WHAT YOU HAVE TO DO: For this exercise, write out the whole listing below exactly, omitting its images.

RECORD EXTRACTS:

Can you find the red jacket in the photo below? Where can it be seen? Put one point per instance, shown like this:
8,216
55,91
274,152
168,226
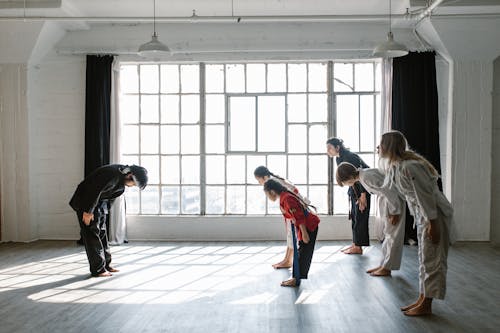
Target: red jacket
293,209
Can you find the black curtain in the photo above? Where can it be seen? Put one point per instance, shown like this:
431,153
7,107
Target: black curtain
97,114
415,109
97,111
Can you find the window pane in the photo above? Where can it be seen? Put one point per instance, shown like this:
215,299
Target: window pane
130,139
169,78
297,77
215,170
170,109
342,77
297,169
256,78
277,165
252,163
215,198
318,107
235,78
317,138
276,77
317,77
214,78
242,124
214,139
152,164
236,169
340,200
190,139
236,199
363,74
132,200
149,109
190,109
129,79
129,108
190,199
297,108
271,117
170,170
169,139
256,200
190,79
215,109
170,200
319,198
367,125
149,79
318,169
348,120
150,200
190,170
150,140
297,138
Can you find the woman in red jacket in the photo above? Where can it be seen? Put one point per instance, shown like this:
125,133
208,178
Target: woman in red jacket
304,231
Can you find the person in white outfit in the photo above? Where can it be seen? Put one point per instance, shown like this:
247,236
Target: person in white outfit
392,208
416,179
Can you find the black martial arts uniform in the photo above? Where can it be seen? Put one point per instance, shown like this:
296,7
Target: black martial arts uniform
359,218
94,195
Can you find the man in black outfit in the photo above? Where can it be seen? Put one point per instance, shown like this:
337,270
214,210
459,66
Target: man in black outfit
91,201
359,197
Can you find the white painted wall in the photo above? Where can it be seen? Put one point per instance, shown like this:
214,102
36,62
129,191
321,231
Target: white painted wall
14,155
495,163
57,120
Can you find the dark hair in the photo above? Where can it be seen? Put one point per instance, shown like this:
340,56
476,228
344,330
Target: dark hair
336,142
345,171
262,171
273,185
140,176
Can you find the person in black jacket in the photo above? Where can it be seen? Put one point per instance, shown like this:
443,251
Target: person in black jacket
358,196
91,201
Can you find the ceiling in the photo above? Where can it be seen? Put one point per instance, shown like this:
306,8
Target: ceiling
184,8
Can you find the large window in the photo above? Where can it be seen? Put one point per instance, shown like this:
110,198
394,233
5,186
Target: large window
201,130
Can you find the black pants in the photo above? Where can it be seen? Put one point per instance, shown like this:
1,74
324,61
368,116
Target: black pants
305,253
359,219
95,239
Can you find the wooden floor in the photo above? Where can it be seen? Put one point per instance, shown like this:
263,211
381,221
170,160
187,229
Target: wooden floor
231,287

TASK RESULT:
Can you find the red jacket in the photo below? Where can it be seen? Put one point per instance, shown like this:
8,216
55,91
274,152
168,226
Target: red jacket
293,209
Can you find the black curtain in the photo above? Where can it be seen? Put one point per instance, shown like this:
431,153
7,107
Target: black curtain
97,114
415,109
97,111
Can you find the window pane in the photo above? Where can it be seen? Put one point per instance, shown like this:
215,299
Target: window pane
130,139
169,78
297,77
215,170
170,109
342,77
297,169
256,78
277,165
252,163
215,198
318,107
235,78
317,138
276,77
317,77
214,78
242,124
214,139
152,164
236,169
340,200
190,139
236,199
363,74
132,200
149,109
190,109
129,79
129,108
190,199
297,108
271,117
170,170
169,139
256,200
190,79
215,109
170,200
319,198
367,125
149,79
318,169
348,120
150,200
190,170
150,140
297,138
Can you find the woman in red jacket in the photo above? Where can it be seen? Put one point per instance, shown like this:
125,133
208,178
Target: woman in red jacket
304,231
Can you find the person in white outfit in the photo above? Where can it be seen? Put one point per instance, shown like this:
247,236
Target: person in white outfit
392,208
416,179
Can you find the black martial arts uniform in the photo above? Where can it be seen? Put one point per instance, shown like this:
296,7
Target: black martial arts uniform
359,218
94,195
Can you find the man in black outfit in the photo above? Where can it be seen? Put one point per instance, shown like this:
337,270
214,210
459,66
Target: man in black outfit
91,201
359,197
Can you find the white painted wall in the photo above? Where can it be seen? Put one point per instance, shown like this:
214,102
36,62
129,191
321,231
Target: white painted wall
14,155
495,163
57,120
Can you find the dark hair in the photo above? Where can it be seen? Put one point per instance, shown like this:
340,56
476,228
344,330
Target: dark hair
336,142
345,171
262,171
273,185
140,176
Can you find the person in black jacket in the photo above? Where can it be seen? Put one point per instance, shown like this:
443,251
Target: person in black jacket
358,196
91,201
Can you find the ceiling in the photo above? Where can it be seen? Put one point per instance, shown like this:
306,8
Target: ceiling
184,8
Can you find the large window in the photo above? Where can it be seen? Put one point per instance, shown like this:
110,198
394,233
5,186
Target: large window
201,130
Can you find the black pants in the photo above? Where can it be seen? Put one point per instance, shown like this:
1,74
324,61
368,116
Target: black pants
305,253
359,219
95,239
Can you find the wooden floor in the photo above? Where can it be seen? Put one point per instance, shown like this:
263,211
381,221
170,160
187,229
Target: wooden floor
231,287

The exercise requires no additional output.